* START Record list *
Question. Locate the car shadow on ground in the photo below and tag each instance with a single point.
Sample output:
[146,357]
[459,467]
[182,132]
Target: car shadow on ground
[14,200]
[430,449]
* END Record list *
* START Record list *
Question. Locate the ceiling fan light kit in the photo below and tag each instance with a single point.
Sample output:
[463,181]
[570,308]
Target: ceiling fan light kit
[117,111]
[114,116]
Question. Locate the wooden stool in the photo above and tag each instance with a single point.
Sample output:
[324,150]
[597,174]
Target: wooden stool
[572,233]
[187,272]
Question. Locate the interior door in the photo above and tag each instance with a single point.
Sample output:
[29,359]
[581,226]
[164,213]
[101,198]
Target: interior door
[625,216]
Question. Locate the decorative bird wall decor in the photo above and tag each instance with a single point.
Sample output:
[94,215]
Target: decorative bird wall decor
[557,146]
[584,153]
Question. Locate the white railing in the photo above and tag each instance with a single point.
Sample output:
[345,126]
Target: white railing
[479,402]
* END Record list *
* START Record list *
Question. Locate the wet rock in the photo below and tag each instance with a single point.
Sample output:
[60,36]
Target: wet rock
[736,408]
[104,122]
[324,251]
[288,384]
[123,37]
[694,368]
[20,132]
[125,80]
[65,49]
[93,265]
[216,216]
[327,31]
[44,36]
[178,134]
* END Record list *
> [Requirement]
Locate each line in the data above that contains the word "below" and copy those lines out in full.

> [Written response]
Question. Locate the car shadow on ground in the photo below and tag each instance with a single point.
Question. Locate the ceiling fan light kit in the photo below and tag each instance with a single point.
Question. Locate the wet rock in the photo below and tag each instance with a single point.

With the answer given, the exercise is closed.